(Records shown)

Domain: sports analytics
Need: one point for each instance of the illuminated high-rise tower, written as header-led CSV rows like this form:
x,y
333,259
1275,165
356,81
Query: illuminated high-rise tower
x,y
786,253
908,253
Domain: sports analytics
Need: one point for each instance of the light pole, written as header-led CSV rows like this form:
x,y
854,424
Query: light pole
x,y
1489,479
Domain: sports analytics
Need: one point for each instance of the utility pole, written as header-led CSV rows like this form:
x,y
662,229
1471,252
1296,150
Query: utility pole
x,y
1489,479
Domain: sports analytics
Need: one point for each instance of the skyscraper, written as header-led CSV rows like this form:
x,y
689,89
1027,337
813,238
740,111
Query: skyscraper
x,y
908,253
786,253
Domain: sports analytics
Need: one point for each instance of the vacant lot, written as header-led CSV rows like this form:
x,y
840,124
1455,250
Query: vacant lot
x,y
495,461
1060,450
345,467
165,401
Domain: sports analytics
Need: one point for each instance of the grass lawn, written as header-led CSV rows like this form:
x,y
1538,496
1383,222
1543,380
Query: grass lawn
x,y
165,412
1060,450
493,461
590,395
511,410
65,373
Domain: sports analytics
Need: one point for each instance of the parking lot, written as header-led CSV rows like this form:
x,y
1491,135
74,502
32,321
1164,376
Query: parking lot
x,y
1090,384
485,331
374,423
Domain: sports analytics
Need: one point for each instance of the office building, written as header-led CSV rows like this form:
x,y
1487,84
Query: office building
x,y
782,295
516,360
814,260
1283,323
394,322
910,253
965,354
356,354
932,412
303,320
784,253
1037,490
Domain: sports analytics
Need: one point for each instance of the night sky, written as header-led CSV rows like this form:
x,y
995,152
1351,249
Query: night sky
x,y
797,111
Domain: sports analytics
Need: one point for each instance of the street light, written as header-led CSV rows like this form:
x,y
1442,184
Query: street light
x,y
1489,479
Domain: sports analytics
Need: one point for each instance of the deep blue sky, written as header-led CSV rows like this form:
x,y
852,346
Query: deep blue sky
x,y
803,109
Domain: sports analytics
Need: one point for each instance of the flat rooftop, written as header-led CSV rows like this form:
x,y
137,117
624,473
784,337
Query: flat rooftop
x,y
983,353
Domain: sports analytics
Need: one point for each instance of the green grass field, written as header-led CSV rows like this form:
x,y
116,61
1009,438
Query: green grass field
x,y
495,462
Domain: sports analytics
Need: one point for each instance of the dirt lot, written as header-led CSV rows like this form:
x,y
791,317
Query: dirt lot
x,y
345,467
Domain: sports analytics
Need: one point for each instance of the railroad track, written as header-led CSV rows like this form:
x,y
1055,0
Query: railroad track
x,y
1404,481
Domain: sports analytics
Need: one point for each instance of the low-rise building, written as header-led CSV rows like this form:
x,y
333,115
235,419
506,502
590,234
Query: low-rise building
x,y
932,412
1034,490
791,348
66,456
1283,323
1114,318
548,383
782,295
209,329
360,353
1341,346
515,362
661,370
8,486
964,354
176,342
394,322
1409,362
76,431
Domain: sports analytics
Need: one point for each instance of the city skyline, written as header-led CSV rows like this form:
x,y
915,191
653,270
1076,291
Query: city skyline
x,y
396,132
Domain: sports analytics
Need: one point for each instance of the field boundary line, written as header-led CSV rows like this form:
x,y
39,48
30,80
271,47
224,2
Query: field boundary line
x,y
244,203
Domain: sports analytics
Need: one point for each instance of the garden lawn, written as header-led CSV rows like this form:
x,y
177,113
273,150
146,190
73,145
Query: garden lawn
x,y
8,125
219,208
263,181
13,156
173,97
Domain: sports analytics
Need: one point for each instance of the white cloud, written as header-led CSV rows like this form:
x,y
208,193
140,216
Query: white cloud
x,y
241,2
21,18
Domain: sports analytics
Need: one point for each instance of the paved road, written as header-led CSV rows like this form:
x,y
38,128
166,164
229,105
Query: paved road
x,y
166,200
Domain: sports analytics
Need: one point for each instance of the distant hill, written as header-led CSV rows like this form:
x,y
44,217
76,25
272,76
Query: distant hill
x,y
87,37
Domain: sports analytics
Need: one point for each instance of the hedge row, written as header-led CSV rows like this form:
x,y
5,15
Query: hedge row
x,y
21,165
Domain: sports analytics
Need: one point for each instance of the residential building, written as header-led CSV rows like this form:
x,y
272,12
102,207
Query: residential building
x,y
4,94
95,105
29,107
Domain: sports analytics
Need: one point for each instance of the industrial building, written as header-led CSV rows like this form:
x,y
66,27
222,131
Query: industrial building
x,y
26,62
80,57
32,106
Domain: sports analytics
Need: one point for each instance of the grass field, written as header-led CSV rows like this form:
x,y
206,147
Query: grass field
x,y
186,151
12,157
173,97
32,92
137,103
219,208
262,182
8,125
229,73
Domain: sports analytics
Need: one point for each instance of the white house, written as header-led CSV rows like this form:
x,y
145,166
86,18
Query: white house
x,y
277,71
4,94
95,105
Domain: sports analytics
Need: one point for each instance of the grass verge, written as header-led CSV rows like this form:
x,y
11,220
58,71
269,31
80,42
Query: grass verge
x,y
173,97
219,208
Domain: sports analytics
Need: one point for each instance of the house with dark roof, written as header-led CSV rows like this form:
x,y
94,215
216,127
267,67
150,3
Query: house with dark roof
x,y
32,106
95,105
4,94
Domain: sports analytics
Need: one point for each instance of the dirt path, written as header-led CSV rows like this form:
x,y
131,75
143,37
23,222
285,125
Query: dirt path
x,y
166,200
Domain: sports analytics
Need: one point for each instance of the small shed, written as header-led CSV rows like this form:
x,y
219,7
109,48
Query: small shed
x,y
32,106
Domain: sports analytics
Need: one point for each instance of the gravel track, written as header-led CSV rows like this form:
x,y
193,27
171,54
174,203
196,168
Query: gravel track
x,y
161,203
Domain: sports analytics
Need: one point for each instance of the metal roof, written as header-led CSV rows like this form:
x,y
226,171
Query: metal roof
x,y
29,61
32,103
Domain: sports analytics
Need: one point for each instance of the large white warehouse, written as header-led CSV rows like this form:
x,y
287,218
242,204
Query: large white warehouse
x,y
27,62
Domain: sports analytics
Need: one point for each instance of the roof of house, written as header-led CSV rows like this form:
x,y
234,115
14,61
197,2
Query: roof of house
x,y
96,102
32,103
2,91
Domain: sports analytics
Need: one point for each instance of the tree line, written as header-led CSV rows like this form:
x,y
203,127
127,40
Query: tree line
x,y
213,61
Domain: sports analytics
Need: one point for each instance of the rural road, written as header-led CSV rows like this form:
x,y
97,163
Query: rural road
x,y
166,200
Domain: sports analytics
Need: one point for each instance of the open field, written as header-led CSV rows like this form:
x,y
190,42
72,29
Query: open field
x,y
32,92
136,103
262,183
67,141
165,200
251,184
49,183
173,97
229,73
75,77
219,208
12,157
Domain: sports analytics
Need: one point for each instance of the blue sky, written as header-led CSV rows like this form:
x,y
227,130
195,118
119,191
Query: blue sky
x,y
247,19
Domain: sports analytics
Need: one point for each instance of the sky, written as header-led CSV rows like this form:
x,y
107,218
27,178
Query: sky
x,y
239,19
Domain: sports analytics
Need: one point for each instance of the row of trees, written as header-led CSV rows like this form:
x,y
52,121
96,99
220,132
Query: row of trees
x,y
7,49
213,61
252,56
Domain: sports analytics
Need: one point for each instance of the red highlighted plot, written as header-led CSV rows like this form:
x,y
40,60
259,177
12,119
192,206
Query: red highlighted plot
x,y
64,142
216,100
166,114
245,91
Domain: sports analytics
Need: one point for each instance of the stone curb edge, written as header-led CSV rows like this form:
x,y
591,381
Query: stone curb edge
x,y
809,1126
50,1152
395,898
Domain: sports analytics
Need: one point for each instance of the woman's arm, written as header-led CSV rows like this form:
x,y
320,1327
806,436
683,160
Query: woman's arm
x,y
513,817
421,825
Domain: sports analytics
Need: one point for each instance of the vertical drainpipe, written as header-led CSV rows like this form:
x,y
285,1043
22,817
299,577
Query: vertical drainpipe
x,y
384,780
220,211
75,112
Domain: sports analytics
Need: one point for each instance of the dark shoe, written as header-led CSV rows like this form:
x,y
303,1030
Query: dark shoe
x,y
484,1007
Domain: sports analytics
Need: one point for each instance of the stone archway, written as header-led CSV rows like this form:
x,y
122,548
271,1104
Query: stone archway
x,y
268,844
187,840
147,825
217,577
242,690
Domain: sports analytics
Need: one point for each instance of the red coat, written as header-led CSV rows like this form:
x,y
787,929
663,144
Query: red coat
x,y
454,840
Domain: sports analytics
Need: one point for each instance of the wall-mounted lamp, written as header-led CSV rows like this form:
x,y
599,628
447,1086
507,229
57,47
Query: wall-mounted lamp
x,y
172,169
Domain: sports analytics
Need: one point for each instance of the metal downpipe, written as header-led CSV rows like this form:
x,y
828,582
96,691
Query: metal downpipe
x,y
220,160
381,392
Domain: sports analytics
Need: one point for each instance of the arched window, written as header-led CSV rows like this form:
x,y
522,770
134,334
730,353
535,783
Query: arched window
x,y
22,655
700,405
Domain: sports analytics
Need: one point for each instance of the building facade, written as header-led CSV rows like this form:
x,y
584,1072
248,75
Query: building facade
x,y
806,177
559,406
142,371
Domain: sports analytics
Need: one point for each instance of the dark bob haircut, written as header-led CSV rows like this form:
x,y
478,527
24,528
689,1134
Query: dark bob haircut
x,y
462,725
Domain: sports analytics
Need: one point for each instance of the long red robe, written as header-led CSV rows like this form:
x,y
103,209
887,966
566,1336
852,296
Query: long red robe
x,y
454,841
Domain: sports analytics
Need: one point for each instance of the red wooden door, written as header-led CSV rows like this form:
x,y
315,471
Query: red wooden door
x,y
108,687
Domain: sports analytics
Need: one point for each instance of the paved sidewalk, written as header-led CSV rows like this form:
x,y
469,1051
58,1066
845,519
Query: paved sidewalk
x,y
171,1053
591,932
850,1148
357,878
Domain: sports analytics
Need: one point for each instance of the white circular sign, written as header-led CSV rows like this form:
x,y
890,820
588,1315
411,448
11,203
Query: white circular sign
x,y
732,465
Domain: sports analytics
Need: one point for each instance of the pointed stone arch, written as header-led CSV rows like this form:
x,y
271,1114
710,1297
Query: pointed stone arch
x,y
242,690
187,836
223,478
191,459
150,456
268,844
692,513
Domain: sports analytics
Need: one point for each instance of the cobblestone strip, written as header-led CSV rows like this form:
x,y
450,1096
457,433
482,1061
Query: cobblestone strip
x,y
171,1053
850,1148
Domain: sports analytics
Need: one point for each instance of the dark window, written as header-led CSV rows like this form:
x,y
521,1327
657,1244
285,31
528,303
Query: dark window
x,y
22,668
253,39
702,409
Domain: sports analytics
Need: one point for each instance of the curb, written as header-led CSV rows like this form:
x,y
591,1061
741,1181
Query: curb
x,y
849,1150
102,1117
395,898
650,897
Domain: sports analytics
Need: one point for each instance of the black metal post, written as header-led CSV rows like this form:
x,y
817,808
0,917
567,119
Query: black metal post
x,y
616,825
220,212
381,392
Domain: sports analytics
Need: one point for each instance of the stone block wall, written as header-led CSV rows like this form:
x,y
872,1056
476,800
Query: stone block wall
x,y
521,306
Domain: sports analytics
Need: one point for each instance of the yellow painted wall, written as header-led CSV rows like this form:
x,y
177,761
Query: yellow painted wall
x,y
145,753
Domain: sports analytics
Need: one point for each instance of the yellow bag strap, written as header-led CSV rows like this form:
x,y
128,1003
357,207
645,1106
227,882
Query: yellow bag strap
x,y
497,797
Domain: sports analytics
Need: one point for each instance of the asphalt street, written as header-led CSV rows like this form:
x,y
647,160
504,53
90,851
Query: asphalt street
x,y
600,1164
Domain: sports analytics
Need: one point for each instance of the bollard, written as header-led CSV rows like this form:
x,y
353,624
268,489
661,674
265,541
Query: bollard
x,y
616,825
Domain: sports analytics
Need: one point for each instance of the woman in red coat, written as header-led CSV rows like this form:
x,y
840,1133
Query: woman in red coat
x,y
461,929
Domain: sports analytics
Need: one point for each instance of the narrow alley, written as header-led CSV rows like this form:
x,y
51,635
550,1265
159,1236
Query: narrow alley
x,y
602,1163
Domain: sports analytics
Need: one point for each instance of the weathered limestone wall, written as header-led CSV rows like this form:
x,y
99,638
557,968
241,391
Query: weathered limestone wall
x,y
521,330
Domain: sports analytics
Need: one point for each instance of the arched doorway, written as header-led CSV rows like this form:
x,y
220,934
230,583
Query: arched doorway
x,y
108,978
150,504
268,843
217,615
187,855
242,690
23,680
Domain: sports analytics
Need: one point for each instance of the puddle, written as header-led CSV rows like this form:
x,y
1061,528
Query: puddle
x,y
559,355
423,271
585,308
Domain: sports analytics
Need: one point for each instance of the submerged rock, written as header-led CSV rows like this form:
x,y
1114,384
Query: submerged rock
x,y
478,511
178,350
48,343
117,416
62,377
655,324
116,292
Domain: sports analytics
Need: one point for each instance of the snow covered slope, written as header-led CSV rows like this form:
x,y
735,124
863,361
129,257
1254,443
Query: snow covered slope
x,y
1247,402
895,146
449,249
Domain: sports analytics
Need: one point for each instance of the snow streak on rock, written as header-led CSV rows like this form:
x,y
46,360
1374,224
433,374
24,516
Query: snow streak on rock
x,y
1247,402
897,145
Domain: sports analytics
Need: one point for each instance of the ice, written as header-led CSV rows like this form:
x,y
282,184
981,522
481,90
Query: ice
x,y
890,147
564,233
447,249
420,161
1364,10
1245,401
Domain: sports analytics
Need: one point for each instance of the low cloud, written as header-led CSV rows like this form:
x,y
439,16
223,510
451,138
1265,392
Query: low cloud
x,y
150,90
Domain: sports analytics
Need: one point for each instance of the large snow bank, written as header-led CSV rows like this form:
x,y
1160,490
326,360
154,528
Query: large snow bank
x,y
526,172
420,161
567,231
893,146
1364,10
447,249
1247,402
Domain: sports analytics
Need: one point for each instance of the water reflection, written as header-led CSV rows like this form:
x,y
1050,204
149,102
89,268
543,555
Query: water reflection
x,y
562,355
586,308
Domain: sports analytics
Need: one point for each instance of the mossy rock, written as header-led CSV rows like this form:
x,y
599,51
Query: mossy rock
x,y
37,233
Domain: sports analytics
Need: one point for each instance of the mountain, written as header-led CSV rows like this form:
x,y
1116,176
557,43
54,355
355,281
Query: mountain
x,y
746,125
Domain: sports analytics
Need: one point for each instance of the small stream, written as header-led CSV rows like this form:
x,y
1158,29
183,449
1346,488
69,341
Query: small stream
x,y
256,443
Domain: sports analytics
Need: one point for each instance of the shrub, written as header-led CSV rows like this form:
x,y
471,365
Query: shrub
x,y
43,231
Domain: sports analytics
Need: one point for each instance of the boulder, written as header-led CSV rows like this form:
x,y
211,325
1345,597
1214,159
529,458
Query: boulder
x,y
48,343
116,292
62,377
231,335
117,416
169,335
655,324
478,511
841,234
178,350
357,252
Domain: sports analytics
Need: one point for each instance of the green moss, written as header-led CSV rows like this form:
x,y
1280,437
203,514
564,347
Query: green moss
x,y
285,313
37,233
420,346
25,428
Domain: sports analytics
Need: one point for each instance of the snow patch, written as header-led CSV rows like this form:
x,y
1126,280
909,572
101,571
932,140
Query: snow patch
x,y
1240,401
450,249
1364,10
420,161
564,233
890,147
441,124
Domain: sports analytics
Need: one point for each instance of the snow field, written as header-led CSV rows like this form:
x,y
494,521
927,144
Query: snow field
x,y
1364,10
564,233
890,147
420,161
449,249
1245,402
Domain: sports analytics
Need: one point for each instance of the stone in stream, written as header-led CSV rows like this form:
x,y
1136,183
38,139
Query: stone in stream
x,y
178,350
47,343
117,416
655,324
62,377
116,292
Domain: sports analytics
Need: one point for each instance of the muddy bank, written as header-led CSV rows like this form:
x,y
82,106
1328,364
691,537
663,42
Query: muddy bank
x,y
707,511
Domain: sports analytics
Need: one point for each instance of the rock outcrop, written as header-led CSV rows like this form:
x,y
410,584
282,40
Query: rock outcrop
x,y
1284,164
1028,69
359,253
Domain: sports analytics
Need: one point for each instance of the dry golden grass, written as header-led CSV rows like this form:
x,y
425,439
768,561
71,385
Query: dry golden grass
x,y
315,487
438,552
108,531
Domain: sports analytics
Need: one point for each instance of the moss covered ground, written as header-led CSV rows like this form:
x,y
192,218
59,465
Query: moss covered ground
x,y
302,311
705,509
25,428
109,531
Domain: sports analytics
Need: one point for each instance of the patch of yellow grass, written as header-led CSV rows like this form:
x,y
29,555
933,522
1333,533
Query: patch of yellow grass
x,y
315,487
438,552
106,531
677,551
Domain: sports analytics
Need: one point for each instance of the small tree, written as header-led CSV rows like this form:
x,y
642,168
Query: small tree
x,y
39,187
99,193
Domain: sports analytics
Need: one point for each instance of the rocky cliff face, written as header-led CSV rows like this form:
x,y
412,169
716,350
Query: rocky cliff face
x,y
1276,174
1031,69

(End Records shown)

§ Task directions
What do the lines from the one with "Query: dry golden grass" through the last line of the entries say? Print them word for word, both ends included, and nothing else.

§ Response to this exercise
Query: dry golden grass
x,y
315,487
438,552
108,531
Domain: sports analytics
Need: one point for each instance of the moss covered ground, written as header-led CSV rows like this form:
x,y
192,218
59,465
Query: moss covered ground
x,y
302,311
705,509
25,428
109,531
Domain: sports analytics
Need: one point for each instance of the patch of yellow grass, written as header-led CSV rows like this form:
x,y
29,555
933,522
1333,533
Query: patch of yellow grass
x,y
315,487
438,552
106,531
677,551
Domain: sports analytics
Need: one point for each instance of the small tree, written as header-led CSV rows like this form:
x,y
642,168
Query: small tree
x,y
39,187
99,193
Domain: sports analytics
Need: one point for each instance of the rocky cliff face, written as header-led CSV rows like this form:
x,y
412,169
716,350
Query: rocky cliff face
x,y
1276,174
1031,69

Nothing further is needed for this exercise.